_Records for the task_

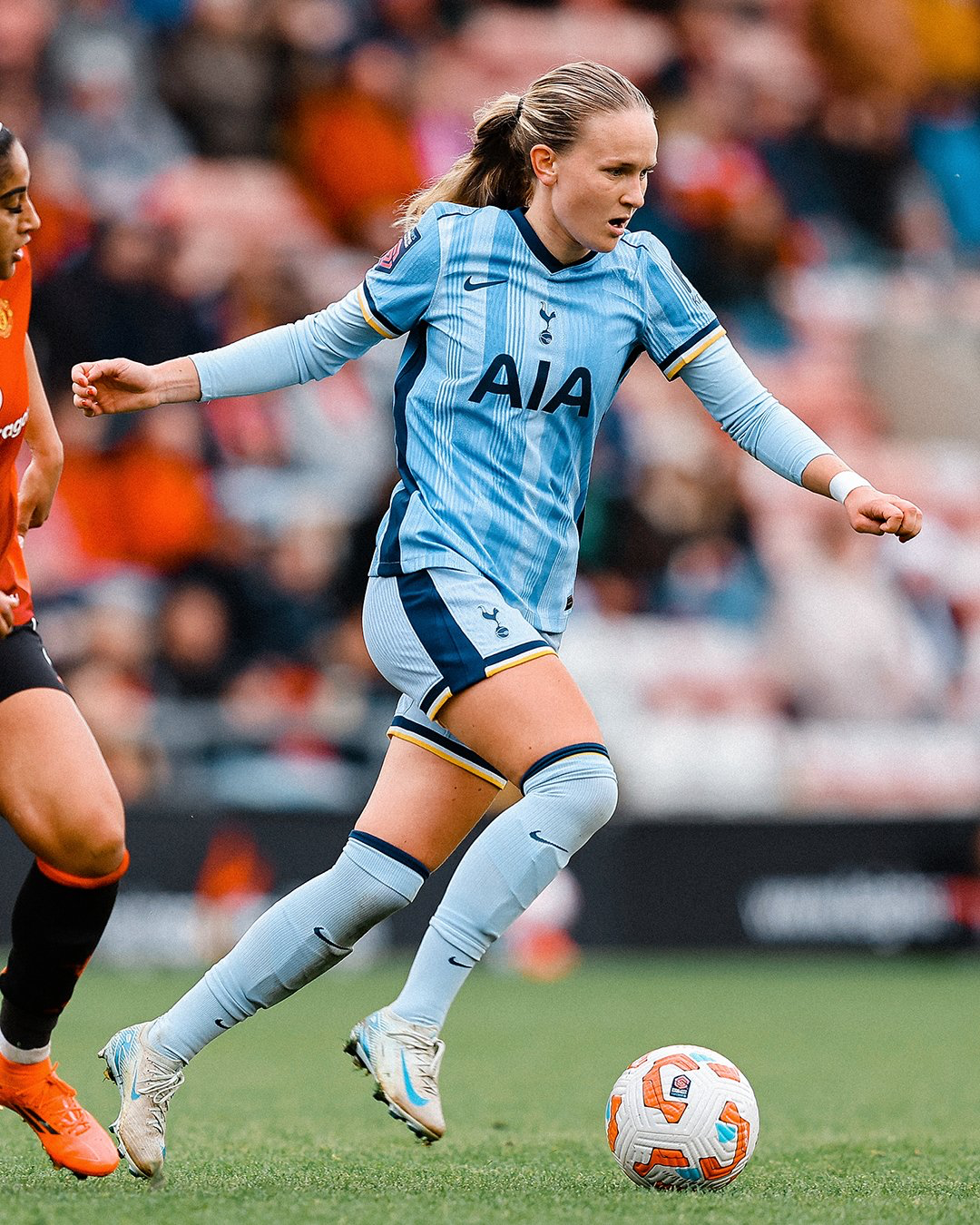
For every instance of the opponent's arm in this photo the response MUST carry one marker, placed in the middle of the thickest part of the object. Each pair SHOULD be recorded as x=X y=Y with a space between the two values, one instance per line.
x=41 y=476
x=776 y=436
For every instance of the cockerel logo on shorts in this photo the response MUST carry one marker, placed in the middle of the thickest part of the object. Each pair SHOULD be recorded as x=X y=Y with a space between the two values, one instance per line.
x=493 y=615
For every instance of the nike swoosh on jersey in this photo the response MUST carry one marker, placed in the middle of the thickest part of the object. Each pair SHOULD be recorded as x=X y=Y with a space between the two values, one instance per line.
x=536 y=836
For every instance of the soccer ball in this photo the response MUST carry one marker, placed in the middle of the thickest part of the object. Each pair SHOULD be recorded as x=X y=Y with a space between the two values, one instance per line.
x=682 y=1116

_Exercise task_
Copy every row above word for word, leaving out the pictures.

_Exercise answer_
For every instance of the opponent's arm in this photo the response MUST carry one marker, placed in the middle of the thickest part of the object. Each pair SHOULD be recorded as x=X y=Y with a space between the two values, one instance per line.
x=41 y=476
x=776 y=436
For every instance of the cockerel logo on shorts in this photo the response MUST carry one marker, placed in the middle of the thickest part of the object. Each pair SHOULD be recorded as x=X y=Y with a space between the two values, one instance per line.
x=493 y=615
For every instance of the nike swoosh on jersey in this photo the response MUST carry one marker, placed in the middle of the thickest part of the object. Each pair SHOULD be recorded as x=X y=Y with a space between the two values, one instance per line.
x=536 y=836
For every instance of the soccer ball in this photo the response MUST carry one marker, placed in the middle of the thickest part of the object. Each pair SHOULD be recorded as x=X y=Y with a space between the two values, one instance per line.
x=682 y=1116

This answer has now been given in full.